Patak Banteng adalah sebuah desa di dataran tinggi Dieng
Jawa Tengah yang dianugerahi pemandangan gunung, bukit-bukit dan hamparan sawah
serta kebun yang sangat indah. Dengan jalur pintas yang pendek menuju Gunung Prau
yang ditempuh tidak lebih dari 3 jam, pendakian melalui desa ini selalu ramai dan sangat
diminati oleh pendaki dari berbagai daerah di Indonesia.
Begitu pun saya bertiga dengan suami dan putri kami yang
turut mencoba mendaki melalui jalur ini. Semula, kami hendak mendaki Gunung
Merbabu, namun suami yang sudah pernah ke sana
mengatakan bahwa jalur Merbabu sangat panjang. Kami khawatir Chila akan
kecapekan, bosan dan suntuk. Hingga akhirnya kami banting stir memutuskan untuk
mendaki Gunung Prau saja yang lebih pendek. Hitung-hitung fun
hiking atau kemping ceria saja
meskipun kami sudah mafhum pendakian kali ini akan sangat luar biasa ramai
karena bertepatan dengan libur 17 agustusan. Pendakian Gunung Prau termasuk
yang paling diminati di negeri ini, menurut penduduk Patak Banteng pada
festival Dieng tahun lalu saja ada sekitar
8 ribu orang yang melalui jalur ini, sedangkan dua jalur lainnya yakni
jalur Dieng dan Temangung belum termasuk hitungan.

→ Cuplikan Data:
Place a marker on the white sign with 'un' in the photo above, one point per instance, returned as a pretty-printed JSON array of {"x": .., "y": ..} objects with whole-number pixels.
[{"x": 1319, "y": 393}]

→ Tujuan Latihan: Tulis ulang seluruh bacaan tentang pendakian Gunung Prau melalui Desa Patak Banteng di atas, kata demi kata tanpa perubahan apa pun.

→ Penyelesaian Soal:
Patak Banteng adalah sebuah desa di dataran tinggi Dieng
Jawa Tengah yang dianugerahi pemandangan gunung, bukit-bukit dan hamparan sawah
serta kebun yang sangat indah. Dengan jalur pintas yang pendek menuju Gunung Prau
yang ditempuh tidak lebih dari 3 jam, pendakian melalui desa ini selalu ramai dan sangat
diminati oleh pendaki dari berbagai daerah di Indonesia.
Begitu pun saya bertiga dengan suami dan putri kami yang
turut mencoba mendaki melalui jalur ini. Semula, kami hendak mendaki Gunung
Merbabu, namun suami yang sudah pernah ke sana
mengatakan bahwa jalur Merbabu sangat panjang. Kami khawatir Chila akan
kecapekan, bosan dan suntuk. Hingga akhirnya kami banting stir memutuskan untuk
mendaki Gunung Prau saja yang lebih pendek. Hitung-hitung fun
hiking atau kemping ceria saja
meskipun kami sudah mafhum pendakian kali ini akan sangat luar biasa ramai
karena bertepatan dengan libur 17 agustusan. Pendakian Gunung Prau termasuk
yang paling diminati di negeri ini, menurut penduduk Patak Banteng pada
festival Dieng tahun lalu saja ada sekitar
8 ribu orang yang melalui jalur ini, sedangkan dua jalur lainnya yakni
jalur Dieng dan Temangung belum termasuk hitungan.